» TASK DIRECTIONS: This exercise asks for the records to be retyped exactly as they read.

» DATA FOR ANALYSIS:
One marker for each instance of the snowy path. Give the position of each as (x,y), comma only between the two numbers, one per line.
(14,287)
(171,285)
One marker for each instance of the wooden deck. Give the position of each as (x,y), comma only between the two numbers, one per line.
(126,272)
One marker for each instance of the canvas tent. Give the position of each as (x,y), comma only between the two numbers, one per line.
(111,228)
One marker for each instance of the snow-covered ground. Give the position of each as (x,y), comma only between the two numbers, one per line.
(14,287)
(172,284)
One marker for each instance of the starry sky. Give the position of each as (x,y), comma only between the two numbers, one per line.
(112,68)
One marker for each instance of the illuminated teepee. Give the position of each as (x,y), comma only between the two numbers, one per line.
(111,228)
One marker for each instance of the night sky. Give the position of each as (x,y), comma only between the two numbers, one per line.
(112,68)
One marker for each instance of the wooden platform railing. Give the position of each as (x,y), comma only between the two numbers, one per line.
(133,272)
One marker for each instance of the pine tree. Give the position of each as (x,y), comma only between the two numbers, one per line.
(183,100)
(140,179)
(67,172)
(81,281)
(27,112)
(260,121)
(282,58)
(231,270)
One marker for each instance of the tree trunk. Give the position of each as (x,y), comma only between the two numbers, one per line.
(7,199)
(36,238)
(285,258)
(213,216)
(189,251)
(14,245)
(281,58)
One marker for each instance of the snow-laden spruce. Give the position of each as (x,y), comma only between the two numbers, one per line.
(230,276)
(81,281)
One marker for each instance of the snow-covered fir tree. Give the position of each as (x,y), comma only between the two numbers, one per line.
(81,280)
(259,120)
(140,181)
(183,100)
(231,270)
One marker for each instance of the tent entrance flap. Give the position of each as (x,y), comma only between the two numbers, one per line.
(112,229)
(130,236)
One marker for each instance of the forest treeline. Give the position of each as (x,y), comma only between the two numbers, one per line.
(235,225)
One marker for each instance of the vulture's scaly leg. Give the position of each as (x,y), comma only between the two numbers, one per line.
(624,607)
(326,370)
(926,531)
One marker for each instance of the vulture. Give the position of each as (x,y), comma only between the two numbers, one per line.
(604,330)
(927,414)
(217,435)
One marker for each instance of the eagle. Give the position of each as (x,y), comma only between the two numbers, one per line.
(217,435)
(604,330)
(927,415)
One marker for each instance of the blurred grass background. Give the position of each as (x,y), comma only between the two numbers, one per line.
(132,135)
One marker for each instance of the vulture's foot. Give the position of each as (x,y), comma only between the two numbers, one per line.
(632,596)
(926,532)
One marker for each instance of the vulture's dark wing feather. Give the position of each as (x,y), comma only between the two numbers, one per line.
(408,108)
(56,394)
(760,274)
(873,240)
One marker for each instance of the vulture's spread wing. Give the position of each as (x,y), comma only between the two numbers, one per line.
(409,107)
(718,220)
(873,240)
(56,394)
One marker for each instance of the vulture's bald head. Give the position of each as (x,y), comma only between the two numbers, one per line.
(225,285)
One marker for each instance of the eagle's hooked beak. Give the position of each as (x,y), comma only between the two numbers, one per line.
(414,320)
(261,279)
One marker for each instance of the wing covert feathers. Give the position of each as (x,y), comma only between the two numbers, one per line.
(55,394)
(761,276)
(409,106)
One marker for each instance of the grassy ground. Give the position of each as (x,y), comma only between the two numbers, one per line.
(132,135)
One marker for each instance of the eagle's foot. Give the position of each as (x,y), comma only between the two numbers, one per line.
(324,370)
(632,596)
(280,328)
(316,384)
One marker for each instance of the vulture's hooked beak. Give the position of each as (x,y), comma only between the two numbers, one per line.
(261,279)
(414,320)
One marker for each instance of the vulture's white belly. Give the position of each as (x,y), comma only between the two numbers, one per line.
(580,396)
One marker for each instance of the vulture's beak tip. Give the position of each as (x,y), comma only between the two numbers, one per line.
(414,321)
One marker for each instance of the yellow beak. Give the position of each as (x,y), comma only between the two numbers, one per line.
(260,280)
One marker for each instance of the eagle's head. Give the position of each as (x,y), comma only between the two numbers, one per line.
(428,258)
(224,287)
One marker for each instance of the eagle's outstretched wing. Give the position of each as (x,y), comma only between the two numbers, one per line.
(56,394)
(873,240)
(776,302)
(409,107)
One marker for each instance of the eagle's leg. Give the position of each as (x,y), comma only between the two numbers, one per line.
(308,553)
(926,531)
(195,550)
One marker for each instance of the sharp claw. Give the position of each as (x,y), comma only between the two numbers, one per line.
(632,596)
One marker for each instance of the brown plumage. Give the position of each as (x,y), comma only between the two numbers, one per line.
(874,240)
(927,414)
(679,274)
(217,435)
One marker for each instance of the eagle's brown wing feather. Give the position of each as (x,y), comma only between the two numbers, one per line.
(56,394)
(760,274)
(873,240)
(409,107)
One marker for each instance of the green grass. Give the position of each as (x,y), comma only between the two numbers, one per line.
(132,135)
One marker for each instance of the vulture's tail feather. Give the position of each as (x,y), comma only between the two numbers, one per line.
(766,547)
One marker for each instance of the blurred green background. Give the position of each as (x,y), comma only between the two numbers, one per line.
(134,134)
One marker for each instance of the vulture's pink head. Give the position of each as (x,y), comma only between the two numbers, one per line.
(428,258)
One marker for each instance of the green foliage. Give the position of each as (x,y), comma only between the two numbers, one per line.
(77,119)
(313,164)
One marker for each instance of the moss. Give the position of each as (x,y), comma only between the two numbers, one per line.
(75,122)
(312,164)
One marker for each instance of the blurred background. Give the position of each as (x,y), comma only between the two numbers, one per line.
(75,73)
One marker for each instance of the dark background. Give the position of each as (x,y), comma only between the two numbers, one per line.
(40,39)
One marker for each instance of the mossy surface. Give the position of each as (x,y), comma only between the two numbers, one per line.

» ANSWER SECTION:
One marker for each instance of the snowy path. Give the position of each as (x,y), comma only between the two numbers, one per line.
(14,287)
(171,285)
One marker for each instance of the wooden deck. Give the position of each as (x,y), comma only between the two numbers, one per line.
(126,272)
One marker for each instance of the canvas tent. Give the position of each as (x,y), comma only between the two numbers, one per line.
(111,228)
One marker for each instance of the snow-covered ground. Give the position of each as (x,y), comma only between the two numbers, one per line.
(14,287)
(172,284)
One marker for each instance of the starry sky. Give the position of each as (x,y), comma only between the two numbers, one per line.
(112,68)
One marker for each instance of the illuminated teepee. Give the position of each as (x,y), comma only between the two numbers, one per line.
(111,228)
One marker for each instance of the night sky. Give the position of each as (x,y), comma only between the two numbers, one per line.
(112,68)
One marker for each instance of the wooden platform railing. Give the position of each as (x,y), comma only between the two numbers, one per line.
(133,272)
One marker for each instance of the pine tree. Give the position of each as (x,y), comma only between the two numbers, one per line.
(183,100)
(140,179)
(67,172)
(81,281)
(27,112)
(260,121)
(282,58)
(231,270)
One marker for each instance of the tree trunk. Give the position of each as (x,y), comma only between the two numbers, one per line.
(7,199)
(36,238)
(285,258)
(213,216)
(189,251)
(14,245)
(281,58)
One marker for each instance of the snow-laden spruce. Give the position of each as (x,y), comma only between the two numbers, one per line.
(230,276)
(81,281)
One marker for each instance of the snow-covered fir tree. Give the position of each as (x,y), comma only between the two numbers, one per line.
(81,280)
(259,120)
(140,181)
(183,100)
(231,270)
One marker for each instance of the tent entrance flap. Give the position of each as (x,y), comma only between the two numbers, one per line.
(112,229)
(130,236)
One marker for each instance of the forest treeline. Give the position of each as (x,y), comma only between the two numbers, one per line.
(235,225)
One marker for each instance of the vulture's scaly leg. Give the position of each as (x,y), comma only between the two numbers, one per line.
(624,607)
(326,370)
(926,531)
One marker for each instance of the vulture. Give the position of each as (x,y), comma only between the two numbers, one per line.
(604,330)
(927,414)
(217,435)
One marker for each instance of the eagle. Give the position of each as (x,y), comma only between the two numbers, one per line.
(217,435)
(604,330)
(927,415)
One marker for each instance of the blurred grass background. Give the position of each as (x,y), comma only between the two numbers, one per line.
(132,135)
One marker for each instance of the vulture's foot. Give the position of each as (x,y), comma only between the two numbers, one per line.
(632,596)
(926,532)
One marker for each instance of the vulture's dark wing feather. Give the position of each as (x,y), comma only between the two numbers, one per line.
(408,108)
(56,394)
(760,274)
(873,240)
One marker for each instance of the vulture's spread wing. Give the position of each as (x,y), comma only between the two numbers, one per line.
(409,107)
(718,220)
(873,240)
(56,394)
One marker for each instance of the vulture's bald head. Give the position of each as (x,y), comma only between the two numbers, one per line.
(225,285)
One marker for each instance of the eagle's hooked beak. Give the position of each as (x,y), comma only between the two numbers, one per line.
(414,320)
(261,279)
One marker for each instance of the wing covert feathers. Give the position of each as (x,y), comma only between the two numbers, one per line.
(55,394)
(761,276)
(409,106)
One marker for each instance of the grassy ground. Give the position of each as (x,y), comma only between the two numbers, one per line.
(132,135)
One marker for each instance of the eagle's foot. Give the position of each as (x,y), comma only between the two numbers, one per line.
(324,370)
(632,596)
(280,328)
(316,384)
One marker for each instance of the vulture's hooked beak. Give the position of each as (x,y), comma only between the two numbers, one per line.
(261,279)
(414,320)
One marker for each instance of the vulture's white belly. Give the position of each as (x,y), comma only between the two numbers, one per line.
(580,396)
One marker for each instance of the vulture's beak tip. Give the position of each as (x,y), comma only between the two numbers, one per line.
(414,321)
One marker for each instance of the yellow beak. Give the position of each as (x,y), comma only between the two numbers, one per line.
(260,280)
One marker for each instance of the eagle's head. Give the position of each as (x,y), comma only between the two numbers, one per line.
(428,258)
(224,287)
One marker for each instance of the eagle's outstretched wing. Give the position of each as (x,y), comma only between the two numbers, one per line.
(56,394)
(873,240)
(776,302)
(409,107)
One marker for each instance of the eagle's leg. Give the position of each as (x,y), comma only between the two numbers, one per line.
(308,553)
(926,531)
(195,550)
One marker for each instance of the sharp claw. Give the position of each as (x,y), comma only between the two numbers, one per line.
(632,596)
One marker for each instance of the brown plumage. Give the position of each as (x,y), comma only between the two numbers, one per line.
(874,240)
(927,414)
(679,274)
(217,435)
One marker for each instance of the eagle's brown wing feather. Give the position of each as (x,y), comma only between the two numbers, one per line.
(56,394)
(760,274)
(873,240)
(409,107)
One marker for each instance of the green grass. Give the position of each as (x,y), comma only between the two numbers, one per line.
(132,135)
One marker for each instance of the vulture's tail feather. Give the position of each as (x,y), comma only between the two numbers, one per line.
(766,547)
One marker for each instance of the blurred green background. Give the position of each as (x,y), comma only between the two numbers, one per line.
(134,134)
One marker for each instance of the vulture's pink head. Give the position of each as (x,y), comma only between the two numbers, one per line.
(428,258)
One marker for each instance of the green foliage. Give the position of each as (x,y), comma only between the two numbers, one per line.
(77,119)
(313,164)
One marker for each instance of the moss. Give the position of each as (x,y), comma only between the two numbers, one per line.
(75,122)
(312,164)
One marker for each instance of the blurred background. Give the position of each as (x,y), comma only between the two numbers, one per line.
(75,73)
One marker for each instance of the dark background. Give the position of each as (x,y), comma only between the two numbers, one per line.
(40,39)
One marker for each instance of the mossy surface. Give the position of each as (x,y), comma only between the two numbers, one per line.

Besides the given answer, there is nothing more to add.